[SELECTED TEXT]
....................

Up until now, Hollywood has for good reason shied away from adapting Ender’s Game for the screen. The author himself once dubbed the novel "un-filmable" and he wasn’t far off with that label. Aside from the obvious casting issues that would ensue (the main character, for example, begins Battle School at the age of six), much of the story is developed through Ender’s constant, internal monologue. That, coupled with the plots twists and turns, would make an adaptation tough to successfully pull off. Despite these inherent difficulties, however, Ender’s Game has finally made the leap to the screen under the direction of Gavin Hood (X-Men Origins: Wolverine).
Though it boasts an impressive cast, fans of the "Enderverse" have understandably been cautious to warm up to Hood’s big-budget, Hollywood adaptation. If you were at the cinema at all this summer, you were likely bludgeoned over the head with the film’s early trailers. To fans, Harrison Ford’s clunky narration and the polished look of the film suggested that the intelligence and originality of the novel had somehow been lost in translation. There was, however, a glimmer of hope. Attached to score the film was composer James Horner, who’s taken his talents to space on more than a few occasions. Film music enthusiasts had every right to hope that this would be another Krull, Star Trek II: The Wrath of Khan, Apollo 13, Avatar, or even Aliens for Horner, since the source material was rich enough to give the music numerous places to shine through. Indeed, Horner’s Ender’s Game was one of my most anticipated scores of 2013.

....................

[WORK TO BE COMPLETED] Please quote the passage above about the Ender's Game film adaptation in full, word for word.

Records from a dataset
....................

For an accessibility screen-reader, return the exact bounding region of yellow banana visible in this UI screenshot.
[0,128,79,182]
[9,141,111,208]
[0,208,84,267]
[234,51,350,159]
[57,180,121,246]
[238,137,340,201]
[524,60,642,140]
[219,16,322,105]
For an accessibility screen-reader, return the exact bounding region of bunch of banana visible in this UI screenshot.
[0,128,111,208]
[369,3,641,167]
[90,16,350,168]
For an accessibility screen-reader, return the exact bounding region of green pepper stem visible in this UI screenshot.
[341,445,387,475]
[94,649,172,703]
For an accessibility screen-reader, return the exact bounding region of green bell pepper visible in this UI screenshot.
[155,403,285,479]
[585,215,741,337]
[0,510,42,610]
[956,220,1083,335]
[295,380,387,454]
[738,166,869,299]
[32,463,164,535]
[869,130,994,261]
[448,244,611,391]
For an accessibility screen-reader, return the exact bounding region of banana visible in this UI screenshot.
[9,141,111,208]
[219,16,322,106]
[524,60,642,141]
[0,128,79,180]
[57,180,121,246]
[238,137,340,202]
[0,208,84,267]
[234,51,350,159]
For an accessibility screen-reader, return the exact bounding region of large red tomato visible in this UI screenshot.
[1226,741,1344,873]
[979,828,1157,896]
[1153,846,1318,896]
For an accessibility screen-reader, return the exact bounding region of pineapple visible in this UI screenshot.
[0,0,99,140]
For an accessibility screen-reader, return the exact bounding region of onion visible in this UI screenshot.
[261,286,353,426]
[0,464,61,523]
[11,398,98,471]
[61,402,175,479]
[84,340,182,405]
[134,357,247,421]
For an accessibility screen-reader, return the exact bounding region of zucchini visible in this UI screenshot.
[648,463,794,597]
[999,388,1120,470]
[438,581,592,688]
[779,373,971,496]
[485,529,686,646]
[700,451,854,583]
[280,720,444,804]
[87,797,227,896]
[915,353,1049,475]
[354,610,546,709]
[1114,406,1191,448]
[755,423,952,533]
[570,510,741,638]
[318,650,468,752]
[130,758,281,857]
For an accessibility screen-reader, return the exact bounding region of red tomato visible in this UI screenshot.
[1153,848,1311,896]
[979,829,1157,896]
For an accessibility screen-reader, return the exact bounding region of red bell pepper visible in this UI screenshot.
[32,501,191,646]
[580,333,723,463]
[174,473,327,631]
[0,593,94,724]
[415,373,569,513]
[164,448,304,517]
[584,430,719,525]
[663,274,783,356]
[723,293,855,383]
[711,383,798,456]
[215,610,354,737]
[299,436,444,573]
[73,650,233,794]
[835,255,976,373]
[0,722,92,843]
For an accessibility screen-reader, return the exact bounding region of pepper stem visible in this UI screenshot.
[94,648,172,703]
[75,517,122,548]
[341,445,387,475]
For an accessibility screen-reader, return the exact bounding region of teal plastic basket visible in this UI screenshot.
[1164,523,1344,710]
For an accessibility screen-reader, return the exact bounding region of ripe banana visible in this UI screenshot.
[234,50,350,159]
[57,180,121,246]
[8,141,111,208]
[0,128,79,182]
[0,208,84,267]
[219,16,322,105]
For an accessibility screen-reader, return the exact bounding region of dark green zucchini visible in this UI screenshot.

....................

[THE REPLY]
Up until now, Hollywood has for good reason shied away from adapting Ender’s Game for the screen. The author himself once dubbed the novel "un-filmable" and he wasn’t far off with that label. Aside from the obvious casting issues that would ensue (the main character, for example, begins Battle School at the age of six), much of the story is developed through Ender’s constant, internal monologue. That, coupled with the plots twists and turns, would make an adaptation tough to successfully pull off. Despite these inherent difficulties, however, Ender’s Game has finally made the leap to the screen under the direction of Gavin Hood (X-Men Origins: Wolverine).
Though it boasts an impressive cast, fans of the "Enderverse" have understandably been cautious to warm up to Hood’s big-budget, Hollywood adaptation. If you were at the cinema at all this summer, you were likely bludgeoned over the head with the film’s early trailers. To fans, Harrison Ford’s clunky narration and the polished look of the film suggested that the intelligence and originality of the novel had somehow been lost in translation. There was, however, a glimmer of hope. Attached to score the film was composer James Horner, who’s taken his talents to space on more than a few occasions. Film music enthusiasts had every right to hope that this would be another Krull, Star Trek II: The Wrath of Khan, Apollo 13, Avatar, or even Aliens for Horner, since the source material was rich enough to give the music numerous places to shine through. Indeed, Horner’s Ender’s Game was one of my most anticipated scores of 2013.